==== DATA SUPPLIED
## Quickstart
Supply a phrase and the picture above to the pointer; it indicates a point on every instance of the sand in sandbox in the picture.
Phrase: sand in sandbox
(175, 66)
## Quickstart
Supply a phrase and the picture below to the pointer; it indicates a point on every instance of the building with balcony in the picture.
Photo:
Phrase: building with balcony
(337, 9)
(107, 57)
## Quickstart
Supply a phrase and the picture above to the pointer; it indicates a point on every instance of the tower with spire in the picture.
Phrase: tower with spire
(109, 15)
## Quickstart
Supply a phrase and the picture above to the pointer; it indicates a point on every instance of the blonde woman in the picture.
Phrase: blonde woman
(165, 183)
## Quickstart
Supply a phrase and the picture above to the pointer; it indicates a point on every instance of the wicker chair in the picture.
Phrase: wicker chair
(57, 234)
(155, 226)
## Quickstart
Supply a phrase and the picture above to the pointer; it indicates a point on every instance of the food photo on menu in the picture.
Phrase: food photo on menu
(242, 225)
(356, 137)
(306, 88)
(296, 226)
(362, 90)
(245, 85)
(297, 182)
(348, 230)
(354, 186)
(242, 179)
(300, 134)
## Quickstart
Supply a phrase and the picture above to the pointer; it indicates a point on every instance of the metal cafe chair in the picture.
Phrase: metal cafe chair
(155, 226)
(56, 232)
========
==== DATA SUPPLIED
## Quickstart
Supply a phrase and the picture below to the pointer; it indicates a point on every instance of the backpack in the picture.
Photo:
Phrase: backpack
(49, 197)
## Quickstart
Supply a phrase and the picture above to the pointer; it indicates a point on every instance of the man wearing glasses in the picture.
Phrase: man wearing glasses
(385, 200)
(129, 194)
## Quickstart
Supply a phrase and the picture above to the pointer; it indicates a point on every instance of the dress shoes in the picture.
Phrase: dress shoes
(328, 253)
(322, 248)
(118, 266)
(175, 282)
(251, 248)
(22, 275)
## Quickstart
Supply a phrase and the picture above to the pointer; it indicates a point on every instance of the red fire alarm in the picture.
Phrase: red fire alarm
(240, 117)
========
==== DATA SUPPLIED
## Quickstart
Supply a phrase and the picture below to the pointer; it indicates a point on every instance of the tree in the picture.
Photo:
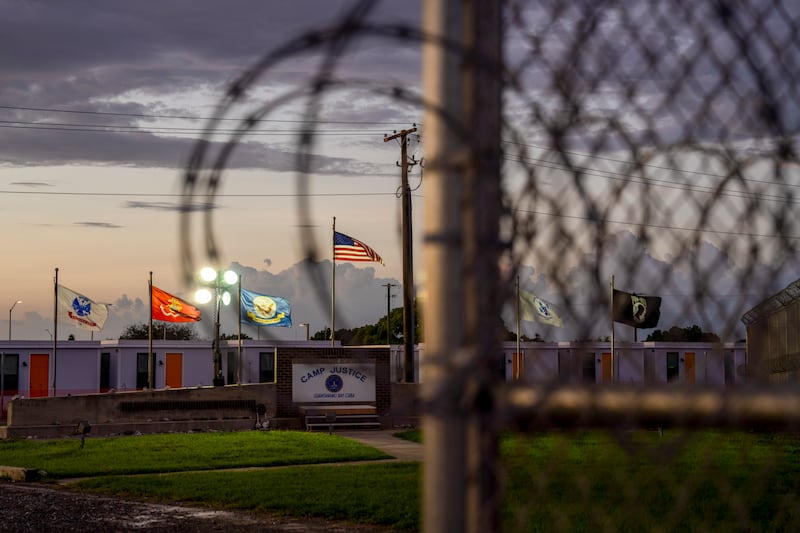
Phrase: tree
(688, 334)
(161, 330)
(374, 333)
========
* YOUR GOAL:
Your task is to restate, word for word, only those lines above that fall between the line holding "woman in the picture." and the line holding "menu in the picture.", inclusive.

* REPLY:
Supply a phrase and the picture above to the pointer; it indicates a point on every instance of the blonde woman in the picture.
Phrase: blonde woman
(165, 183)
## Quickstart
Supply a phrase and the picture above to the pointer; it indicates a point on every instance of the wicker chair in the picture.
Phrase: wicker chair
(57, 234)
(155, 226)
## Quickstart
Supply a phrase and the picture above to the pointer; it indicates a point on every instance of the food photo on menu in the picture.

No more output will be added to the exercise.